**Data listing**

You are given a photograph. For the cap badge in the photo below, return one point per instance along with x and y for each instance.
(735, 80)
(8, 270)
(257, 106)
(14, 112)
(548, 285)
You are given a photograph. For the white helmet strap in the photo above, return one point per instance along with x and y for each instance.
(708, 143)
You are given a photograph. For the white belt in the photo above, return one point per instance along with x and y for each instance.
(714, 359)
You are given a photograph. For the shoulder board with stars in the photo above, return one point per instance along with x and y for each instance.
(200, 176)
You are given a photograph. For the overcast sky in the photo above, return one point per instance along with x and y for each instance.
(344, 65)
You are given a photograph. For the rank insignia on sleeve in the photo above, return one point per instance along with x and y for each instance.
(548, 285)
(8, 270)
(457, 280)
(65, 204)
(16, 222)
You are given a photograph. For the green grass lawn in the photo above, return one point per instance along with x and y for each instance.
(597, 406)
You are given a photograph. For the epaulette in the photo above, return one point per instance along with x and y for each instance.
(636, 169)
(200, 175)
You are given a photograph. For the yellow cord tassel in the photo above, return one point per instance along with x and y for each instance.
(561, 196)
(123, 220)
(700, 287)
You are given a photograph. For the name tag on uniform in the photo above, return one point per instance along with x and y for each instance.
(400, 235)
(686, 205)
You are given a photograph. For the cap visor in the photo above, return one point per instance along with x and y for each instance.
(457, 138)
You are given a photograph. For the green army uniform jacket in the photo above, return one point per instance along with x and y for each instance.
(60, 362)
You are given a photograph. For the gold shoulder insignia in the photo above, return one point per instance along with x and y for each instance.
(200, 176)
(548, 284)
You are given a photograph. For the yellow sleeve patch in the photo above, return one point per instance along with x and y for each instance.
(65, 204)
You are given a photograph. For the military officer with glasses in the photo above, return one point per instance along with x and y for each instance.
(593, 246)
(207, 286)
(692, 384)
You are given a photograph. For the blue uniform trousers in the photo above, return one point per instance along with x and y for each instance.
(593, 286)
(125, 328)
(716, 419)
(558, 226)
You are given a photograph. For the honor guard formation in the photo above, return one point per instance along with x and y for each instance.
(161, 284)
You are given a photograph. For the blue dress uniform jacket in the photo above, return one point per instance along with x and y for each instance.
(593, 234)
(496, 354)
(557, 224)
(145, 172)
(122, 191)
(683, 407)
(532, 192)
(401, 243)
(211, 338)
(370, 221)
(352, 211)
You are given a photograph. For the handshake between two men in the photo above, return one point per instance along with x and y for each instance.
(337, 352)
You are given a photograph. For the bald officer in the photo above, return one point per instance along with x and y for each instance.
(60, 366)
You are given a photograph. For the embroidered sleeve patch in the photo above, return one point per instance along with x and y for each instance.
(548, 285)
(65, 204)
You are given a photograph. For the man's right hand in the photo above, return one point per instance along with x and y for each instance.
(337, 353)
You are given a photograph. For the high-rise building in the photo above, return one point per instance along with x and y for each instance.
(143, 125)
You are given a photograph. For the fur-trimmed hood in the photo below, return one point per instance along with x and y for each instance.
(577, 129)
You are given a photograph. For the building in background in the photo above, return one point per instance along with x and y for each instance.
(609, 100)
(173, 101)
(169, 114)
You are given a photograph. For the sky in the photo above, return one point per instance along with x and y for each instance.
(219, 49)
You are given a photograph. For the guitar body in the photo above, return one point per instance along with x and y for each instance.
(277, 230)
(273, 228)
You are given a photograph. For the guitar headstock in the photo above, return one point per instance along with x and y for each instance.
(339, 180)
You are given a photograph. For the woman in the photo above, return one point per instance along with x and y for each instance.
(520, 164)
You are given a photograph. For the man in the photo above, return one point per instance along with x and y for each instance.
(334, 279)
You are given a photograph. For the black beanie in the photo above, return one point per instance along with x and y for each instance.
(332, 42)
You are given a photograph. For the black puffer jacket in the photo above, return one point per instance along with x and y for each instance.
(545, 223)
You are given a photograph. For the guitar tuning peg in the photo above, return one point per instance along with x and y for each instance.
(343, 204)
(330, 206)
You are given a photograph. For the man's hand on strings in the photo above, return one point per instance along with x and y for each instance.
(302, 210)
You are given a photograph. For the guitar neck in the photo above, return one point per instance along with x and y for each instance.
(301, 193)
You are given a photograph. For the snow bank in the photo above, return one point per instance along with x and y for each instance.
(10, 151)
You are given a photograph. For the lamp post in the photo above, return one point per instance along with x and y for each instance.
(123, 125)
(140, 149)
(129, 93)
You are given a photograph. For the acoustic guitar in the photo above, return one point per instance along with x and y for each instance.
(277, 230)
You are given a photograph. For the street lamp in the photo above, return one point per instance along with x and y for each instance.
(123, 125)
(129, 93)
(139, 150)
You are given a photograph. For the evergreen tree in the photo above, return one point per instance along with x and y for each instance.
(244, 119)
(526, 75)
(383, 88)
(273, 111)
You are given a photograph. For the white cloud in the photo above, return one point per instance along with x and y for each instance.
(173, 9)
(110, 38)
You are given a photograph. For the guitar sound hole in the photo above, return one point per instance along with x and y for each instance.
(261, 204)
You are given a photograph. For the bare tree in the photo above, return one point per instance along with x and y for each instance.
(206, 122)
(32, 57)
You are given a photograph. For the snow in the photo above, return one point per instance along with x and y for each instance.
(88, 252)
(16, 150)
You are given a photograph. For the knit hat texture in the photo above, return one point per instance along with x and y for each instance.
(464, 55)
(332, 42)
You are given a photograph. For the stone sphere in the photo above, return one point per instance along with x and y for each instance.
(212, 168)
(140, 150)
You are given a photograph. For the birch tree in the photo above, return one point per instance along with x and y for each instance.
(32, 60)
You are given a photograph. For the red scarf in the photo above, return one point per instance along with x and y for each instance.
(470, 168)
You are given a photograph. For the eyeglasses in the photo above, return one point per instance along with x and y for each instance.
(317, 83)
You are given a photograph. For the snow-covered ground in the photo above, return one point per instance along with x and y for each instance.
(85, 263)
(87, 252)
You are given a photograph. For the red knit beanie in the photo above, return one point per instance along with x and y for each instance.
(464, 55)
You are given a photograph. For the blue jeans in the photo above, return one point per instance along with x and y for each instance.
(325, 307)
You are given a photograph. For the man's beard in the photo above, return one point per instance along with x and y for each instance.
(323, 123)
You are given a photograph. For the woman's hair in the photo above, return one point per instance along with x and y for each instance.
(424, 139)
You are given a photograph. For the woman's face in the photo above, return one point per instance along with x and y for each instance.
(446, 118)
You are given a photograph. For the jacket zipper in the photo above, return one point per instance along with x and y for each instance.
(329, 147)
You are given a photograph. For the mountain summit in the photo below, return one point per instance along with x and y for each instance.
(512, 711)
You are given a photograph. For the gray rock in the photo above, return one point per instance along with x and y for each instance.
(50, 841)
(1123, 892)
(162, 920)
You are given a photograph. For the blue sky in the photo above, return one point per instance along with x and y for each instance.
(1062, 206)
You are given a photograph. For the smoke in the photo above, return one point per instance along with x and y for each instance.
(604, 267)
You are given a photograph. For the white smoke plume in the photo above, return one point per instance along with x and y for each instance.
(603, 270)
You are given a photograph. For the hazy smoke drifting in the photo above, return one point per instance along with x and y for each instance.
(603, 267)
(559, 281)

**What the exercise asks**
Recopy the entries above exactly, with every line included.

**Answer section**
You are given a photograph. For the cap badge in the photo below, return one point per instance along with x and y for each instance.
(735, 80)
(8, 270)
(257, 106)
(14, 112)
(548, 285)
You are given a photograph. For the white helmet strap in the photo above, return one point per instance along with x and y for each instance.
(708, 143)
You are given a photograph. For the white belt in the photo above, return one point per instance along with x and y for each instance.
(714, 359)
You are given a photograph. For the shoulder board with stars in the photo above, return one point per instance along with x and y for each instance.
(200, 176)
You are given a photograph. For the overcast sky in the photo above, return one point per instance along with x and y for each instance.
(344, 65)
You are given a photograph. For the rank insignia on sleeve in the photo above, return one point per instance along with x and y for each instance.
(548, 285)
(8, 270)
(457, 280)
(65, 204)
(16, 222)
You are given a photograph. For the green grass lawn in the photo above, return one point per instance along with x and y for each instance.
(597, 406)
You are given a photograph. For the epaulette in the photo above, return one point per instance along with x and y for each instance.
(636, 169)
(200, 175)
You are given a photograph. For the yellow cord tassel in the photo above, return one point per instance along with x and y for each instance.
(561, 196)
(123, 220)
(700, 287)
You are given a photograph. For the name tag on uniform in the photo above, return one point per instance along with x and y for each instance.
(400, 235)
(686, 205)
You are given a photograph. For the cap visor in the photo above, return one point per instance along with x and y for each instance.
(457, 138)
You are given a photograph. For the green army uniform jacket in the photo above, return one point per instance along with x and y for each instance.
(60, 362)
You are given a photograph. For the gold shoulder insignia in the photo above, return one point per instance along with x and y for each instance.
(200, 176)
(548, 284)
You are given a photograph. For the yellow sleeve patch in the photo above, return one point per instance along with x and y for each instance.
(65, 204)
You are given a photograph. For the military officer with glasses in the photo above, return one point per instance along with x and y for each instance.
(593, 246)
(207, 286)
(692, 384)
You are given a photograph. For the blue uniform trousers in the photo above, return one point per instance along with x and y for each instance.
(593, 286)
(125, 328)
(716, 419)
(558, 226)
You are given a photograph. For the honor guard formation in the photo above, return one point per instance along with x and y for each instance.
(161, 284)
You are given a photograph. For the blue dress uniform jacket in the photo above, return one point per instance along with x and y for each instance.
(593, 234)
(496, 354)
(557, 224)
(145, 172)
(122, 191)
(683, 407)
(532, 192)
(401, 243)
(211, 338)
(370, 221)
(352, 211)
You are given a photograph. For the handshake between two men in the photo above, return one point per instance along with x and y for each instance.
(337, 352)
You are given a photograph. For the bald officer in the photo above, return one point per instance along with x and y for each instance.
(60, 366)
You are given a photograph. For the embroidered sleeve patch in the photo above, return one point per instance along with x and y for each instance.
(548, 285)
(65, 204)
You are given a photograph. For the man's right hand in the photo above, return one point per instance along with x and y for each instance.
(337, 353)
You are given a photograph. For the high-rise building in the photo above, return one point per instance along with x and y for each instance.
(143, 125)
You are given a photograph. For the fur-trimmed hood in the photo below, return one point per instance along with x and y for each instance.
(577, 129)
You are given a photograph. For the building in background in the photo above, return one point per instance along with x and y for each instance.
(609, 100)
(173, 101)
(169, 114)
You are given a photograph. For the sky in the photo above, return one point per instance along with x and y for each instance.
(219, 49)
You are given a photograph. For the guitar body in the photo above, return one point per instance along with x and y for each instance.
(277, 230)
(273, 228)
You are given a photograph. For the guitar headstock in the photo above, return one point per instance along with x and y for each instance.
(339, 180)
You are given a photograph. For the woman in the photo above, return one point per instance along with x and y for each instance.
(520, 164)
You are given a photograph. For the man in the photo above, return one point per instance along with x and y for each instance.
(334, 279)
You are given a photograph. For the black beanie in the photo above, return one point per instance along with x and y for each instance.
(332, 42)
You are given a photograph. For the black puffer jacket in the photo above, return one point per instance along with x and y for each instance.
(545, 223)
You are given a photograph. For the guitar tuning peg in the photo above, return one point per instance along with x and y for each instance.
(343, 204)
(330, 206)
You are given a photograph. For the man's hand on strings in the photo above, return one point per instance along with x and y for each instance.
(302, 210)
You are given a photograph. For the guitar neck in the photo above, return one point per instance along with x and y for each instance.
(301, 193)
You are given a photograph. For the snow bank in the photo above, return one point per instance along with x and y for each instance.
(10, 151)
You are given a photograph. For the lamp post in the photo above, return one point per instance along with x and y for each instance.
(123, 125)
(140, 149)
(129, 93)
You are given a photograph. For the acoustic guitar in the photo above, return one point per instance along with x and y for each instance.
(277, 230)
You are given a photograph. For the street lamp in the photo above, return one point per instance along with x and y for each instance.
(123, 125)
(129, 93)
(139, 150)
You are given a photograph. For the evergreen tree in the photo above, return one point per instance along with x and y for each instance.
(244, 119)
(526, 75)
(383, 88)
(273, 111)
You are given a photograph. For the white cloud in the photo above, return one point per instance along with x and y for each instance.
(173, 9)
(110, 38)
You are given a photograph. For the guitar sound hole in the photo above, return one point per instance along with x and y for each instance.
(261, 204)
You are given a photograph. For the bare tree in the photo above, return one point per instance along with x and y for each instance.
(206, 122)
(32, 57)
You are given a photograph. For the snow in the photo above, return one point per instance along with x and y for each instance.
(88, 252)
(16, 150)
You are given a photograph. For the knit hat texture in the photo above, return one point per instance along with x and y for each instance.
(464, 55)
(332, 42)
You are given a photograph. For the stone sphere in the photo above, return one point per instance along with x and y for each instance.
(212, 168)
(140, 150)
You are given a photograph. For the birch tree in the photo above, return one point per instance along with x and y for each instance.
(32, 60)
You are given a photograph. For the red scarf in the photo above, return one point per instance along with x and y for each instance.
(470, 168)
You are given a photograph. For the eyeglasses in the photo above, return one point per instance along with x and y for each instance.
(317, 83)
You are given a photograph. For the snow-covered ground in the photo above, return one point per instance along with x and y for each instance.
(85, 263)
(87, 252)
You are given a photograph. For the red knit beanie in the photo above, return one point per instance along with x and y for each instance.
(464, 55)
You are given a photograph. For the blue jeans in the photo above, return one point per instance along with x and y for each instance.
(325, 307)
You are given a photograph. For the man's beard in the photo above, return one point per instance along with x and y for each instance.
(323, 123)
You are given a photograph. For the woman's hair in the photo above, return one point per instance along with x and y for each instance.
(424, 139)
You are given a photograph. For the woman's face in the photo above, return one point per instance along with x and y for each instance.
(446, 118)
You are given a photograph. For the jacket zipper in the photo above, return one point per instance along with x and y for each instance.
(329, 147)
You are given a photograph. For the mountain summit in the photo below, return one point per instance along with x and y for each instance.
(512, 711)
You are given a photograph. For the gray rock in the photo above, return one point per instance along with x and y for each instance.
(50, 841)
(1123, 892)
(162, 920)
You are given a photograph. For the blue sky in the photo above, return one point per instance along with x and y for each instance.
(1062, 206)
You are given a photograph. For the smoke in the photo above, return one point per instance along with x and y for each instance.
(604, 267)
You are given a photograph. For the white smoke plume in the photo above, return one point per instance along with x and y for each instance.
(603, 270)
You are given a photograph. For the hazy smoke drifting in the photo above, return one point per instance along with x and y for each instance.
(603, 267)
(559, 281)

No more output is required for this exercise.